The pipeline is initiated with the structured relational triples, formatted as ($subject$, $predicate$, $object$), which are the product of the Multimodal Transformer-based Fusion (MTF) model’s joint concept and relation extraction process, developed in our previous study [6]. These triples serve as the foundational input for systematic, multistage methodology designed to transform syntactic extractions into semantically rich, formal axioms.

3.3. Post-Preprocessing: Lexical-to-Ontological Mapping

This stage is the Lexical-to-Ontological mapping, where the surface-level relational phrases identified by the MTF model (e.g., “was born in”, “is the CEO of”) are normalized into canonical ontological properties (e.g., $bornIn$, $hasCEO$) through lemmatization. We first lemmatized the verb phrases extracted by the model using NLTK’s WordNetLemmatizer; then we employed a predefined Python dictionary to map the base forms to their ontological property URIs. We leveraged the high-quality, context-aware entity and relation embeddings generated by the MTF model to resolve potential ambiguities in this mapping, ensuring that the intended semantic meaning of each relation was preserved in its formal counterpart.

3.4. Schema Formation

This stage concerns the entity typing and hierarchy induction using Pandas, a data analysis library. This second step takes the canonicalized triples as its main input, and performs entity typing by assigning entities to classes. The typed entities are then clustered and analyzed to induce a shallow $SubClassOf$ hierarchy (e.g., $Scientist⊑Person$, $City⊑Location$).

3.4.1. Formal Specification of Schema Induction Rules

The following rules formalize how we automatically infer ontological axioms from the extracted relational triples. Each rule transforms statistical patterns in the data into formal logical constraints.

▸ **DATASET EXCERPT**:
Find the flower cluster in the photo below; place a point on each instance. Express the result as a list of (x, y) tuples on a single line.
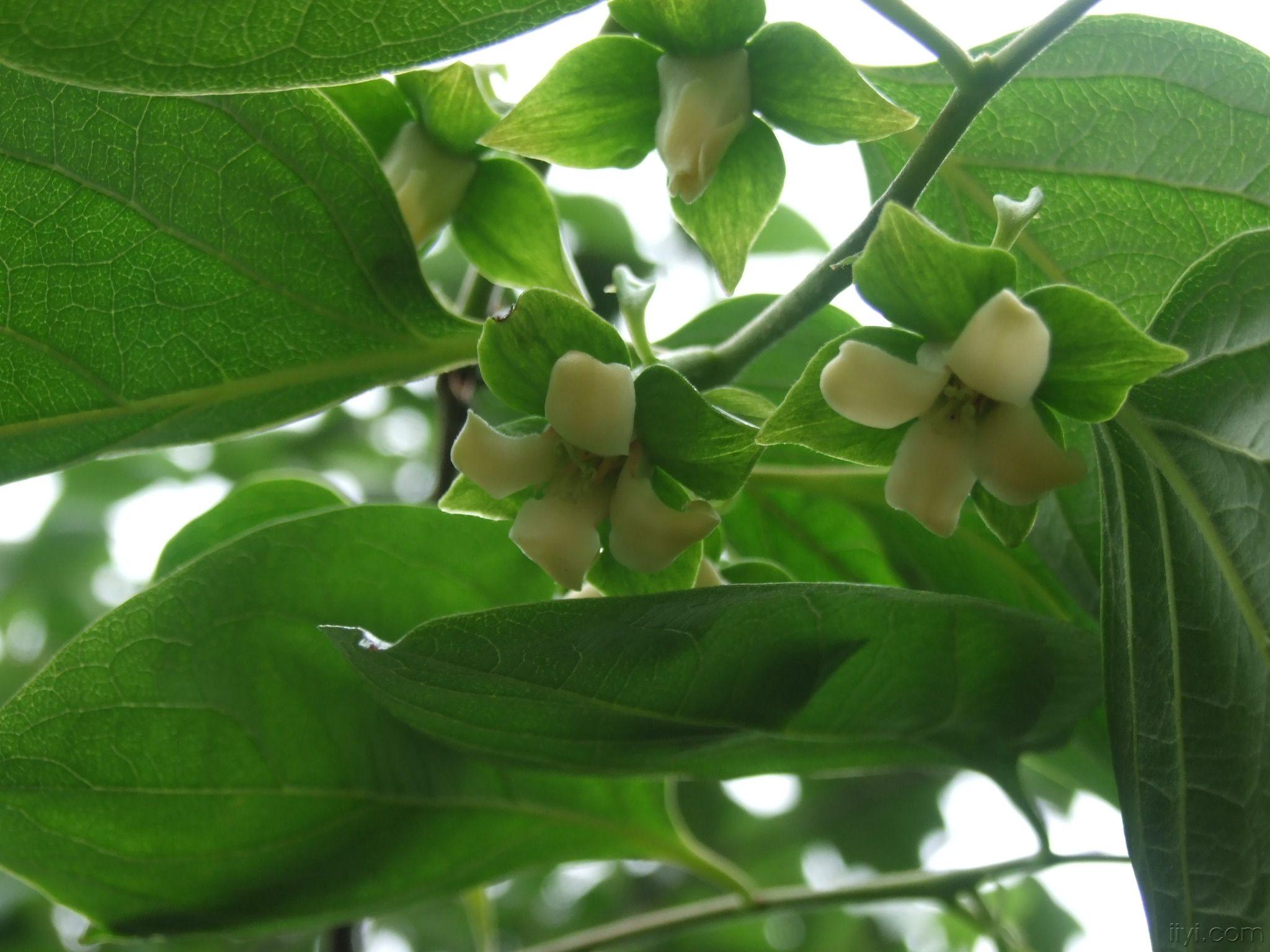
[(585, 469)]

▸ **STATED EXERCISE**: Carry on the passage about turning extracted relational triples into ontology axioms, beginning right after its final sentence.

▸ **EXERCISE ANSWER**:
Let $\mathcal{T}=\left\{\right(s,p,o\left)\right\}$ be the set of canonicalized triples, where each entity $s,o$ is typed into class $C_s,C_o\in \mathcal{C}$.

• Rule 1: SubClassOf Induction
• For each pair of classes $C_i,C_j\in \mathcal{C}$, if

$${\displaystyle \frac{\left|\{e\mid \mathrm{type}\left(e\right)=C_i\}\right|}{\left|\{e\mid \mathrm{type}\left(e\right)=C_j\}\right|}}>{\tau }_{\mathrm{sub}}\mathrm{and}\mathrm{sim}(C_i,C_j)>{\tau }_{\mathrm{sim}}$$

(1)

then infer

$$C_i⊑C_j$$

(2)

where

• ${\tau }_{\mathrm{sub}}=0.7$ (empirical threshold for subclass ratio);
• ${\tau }_{\mathrm{sim}}=0.6$ (similarity threshold);
• $\mathrm{sim}(C_i,C_j)$ is computed using cosine similarity between MTF-derived class embeddings.

• This rule identifies hierarchical relationships between classes based on entity distribution and semantic similarity. The entity ratio condition ${\displaystyle \frac{|C_i|}{|C_j|}}>0.7$ indicates when one class is likely a specialization of another, while the semantic similarity condition $sim(C_i,C_j)>0.6$ ensures only semantically related classes form hierarchies. When both conditions are satisfied, we infer $C_i⊑C_j$, meaning “every $C_i$ is also a $C_j$” (e.g., Scientist ⊑ Person).
• Rule 2: Domain and Range Inference
• For each property p, let

$$Domain\left(p\right)=\underset{C\in \mathcal{C}}{argmax}{\displaystyle \frac{\left|\{s\mid (s,p,o)\in \mathcal{T}\wedge type(s)=C\}\right|}{\left|\left\{\right(s,p,o)\in \mathcal{T}\}\right|}}$$

(3)

$$Range\left(p\right)=\underset{C\in \mathcal{C}}{argmax}{\displaystyle \frac{\left|\{o\mid (s,p,o)\in \mathcal{T}\wedge type(o)=C\}\right|}{\left|\left\{\right(s,p,o)\in \mathcal{T}\}\right|}}$$

(4)

If both maximum proportions exceed ${\tau }_{\mathrm{dom}}=0.75$, assert

$$Domain(p,C_{\mathrm{dom}}),Range(p,C_{\mathrm{ran}})$$

(5)

where $C_{\mathrm{dom}}$ and $C_{\mathrm{ran}}$ are the maximizing classes from Equations (3) and (4), respectively.

This rule determines the allowed subject and object types for each property (relation). For a property p, we compute the most frequent class appearing as subjects (domain) and objects (range) in triples containing p. We only assert restrictions when one class dominates with frequency $>75\%$ (i.e., ${\tau }_{\mathrm{dom}}=0.75$), ensuring properties are strongly typed rather than ambiguous. The resulting axioms constrain the property to specific classes, enabling type checking and logical reasoning.

These rules operationalize the distributional hypothesis which posits that similar entities occur in similar contexts, augmented with semantic embeddings from the Transformer model. The deterministic nature ensures logical consistency while remaining data-driven, bridging statistical NLP outputs with formal ontological reasoning.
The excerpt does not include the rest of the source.